▸ **TEXT EXCERPT**
++++++
When Political Tension is a Good Thing

Political tension is built into the fabric of our nation. The Founders intentionally created a checks and balances tension that forces cooperation and enforces collaboration across political differences.

However …

  • …when “we” are in power, we wish those checks and balances were not in our way.
  • …but when “they” are in power, we are grateful for the tension that limits the tyranny of the majority.

Good tension maintains the strength of a suspension bridge; creates beautiful music from a guitar string; produces lovely woven and knitted fabrics.

But, of course, there are other meanings of the word “tension:” definitions that include words like headache, anxiety, stress, anger.

This is where too many of us find ourselves in today’s political climate. This is why Parker Palmer wrote his wonderful little book: Healing the Heart of Democracy: The Courage to Create a Politics Worthy of the Human Spirit.
++++++
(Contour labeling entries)
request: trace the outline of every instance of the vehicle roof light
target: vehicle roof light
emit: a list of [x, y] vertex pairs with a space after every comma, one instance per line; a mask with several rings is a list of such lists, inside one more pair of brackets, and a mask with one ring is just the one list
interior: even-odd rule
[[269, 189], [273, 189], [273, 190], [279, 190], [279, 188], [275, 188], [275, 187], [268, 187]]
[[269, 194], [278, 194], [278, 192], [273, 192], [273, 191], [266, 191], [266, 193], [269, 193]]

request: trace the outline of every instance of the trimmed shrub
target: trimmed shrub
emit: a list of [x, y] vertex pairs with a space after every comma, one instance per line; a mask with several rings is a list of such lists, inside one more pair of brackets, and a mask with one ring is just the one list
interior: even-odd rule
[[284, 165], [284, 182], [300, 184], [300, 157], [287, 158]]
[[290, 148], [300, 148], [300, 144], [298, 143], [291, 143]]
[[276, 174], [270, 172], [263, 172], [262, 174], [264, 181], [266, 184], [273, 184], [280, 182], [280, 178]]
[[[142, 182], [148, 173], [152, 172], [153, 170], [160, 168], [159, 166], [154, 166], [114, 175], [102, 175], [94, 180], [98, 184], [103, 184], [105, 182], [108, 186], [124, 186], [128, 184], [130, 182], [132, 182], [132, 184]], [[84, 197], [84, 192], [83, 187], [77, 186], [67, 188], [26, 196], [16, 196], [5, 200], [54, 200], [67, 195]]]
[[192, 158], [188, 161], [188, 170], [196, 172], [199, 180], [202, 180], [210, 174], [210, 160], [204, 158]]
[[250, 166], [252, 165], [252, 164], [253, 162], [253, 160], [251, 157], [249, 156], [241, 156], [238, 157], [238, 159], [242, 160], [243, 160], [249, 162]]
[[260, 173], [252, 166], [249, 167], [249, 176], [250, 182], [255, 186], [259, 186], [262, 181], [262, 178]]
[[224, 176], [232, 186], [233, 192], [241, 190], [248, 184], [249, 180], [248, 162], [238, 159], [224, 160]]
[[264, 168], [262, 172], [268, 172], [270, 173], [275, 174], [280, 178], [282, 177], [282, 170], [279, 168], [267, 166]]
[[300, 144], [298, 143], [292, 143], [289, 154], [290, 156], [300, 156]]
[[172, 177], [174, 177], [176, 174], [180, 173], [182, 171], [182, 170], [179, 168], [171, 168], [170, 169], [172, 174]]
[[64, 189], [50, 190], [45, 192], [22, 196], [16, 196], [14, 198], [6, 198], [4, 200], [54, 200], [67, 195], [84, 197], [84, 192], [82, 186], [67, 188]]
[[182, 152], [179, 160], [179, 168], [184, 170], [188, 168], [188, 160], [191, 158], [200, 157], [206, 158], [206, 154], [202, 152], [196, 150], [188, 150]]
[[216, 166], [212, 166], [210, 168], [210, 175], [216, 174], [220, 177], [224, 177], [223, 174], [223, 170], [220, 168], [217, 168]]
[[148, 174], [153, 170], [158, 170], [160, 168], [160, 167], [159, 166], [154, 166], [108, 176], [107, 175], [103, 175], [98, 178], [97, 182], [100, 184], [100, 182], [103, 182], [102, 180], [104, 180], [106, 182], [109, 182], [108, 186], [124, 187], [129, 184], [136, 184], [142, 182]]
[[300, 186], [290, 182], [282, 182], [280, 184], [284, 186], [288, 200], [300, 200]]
++++++
▸ **GIVEN PROBLEM**
From the text on political tension, copy the passage starting with "When Political Tension" and going on through "anxiety, stress, anger.".

▸ **RESPONSE**
When Political Tension is a Good Thing

Political tension is built into the fabric of our nation. The Founders intentionally created a checks and balances tension that forces cooperation and enforces collaboration across political differences.

However …

  • …when “we” are in power, we wish those checks and balances were not in our way.
  • …but when “they” are in power, we are grateful for the tension that limits the tyranny of the majority.

Good tension maintains the strength of a suspension bridge; creates beautiful music from a guitar string; produces lovely woven and knitted fabrics.

But, of course, there are other meanings of the word “tension:” definitions that include words like headache, anxiety, stress, anger.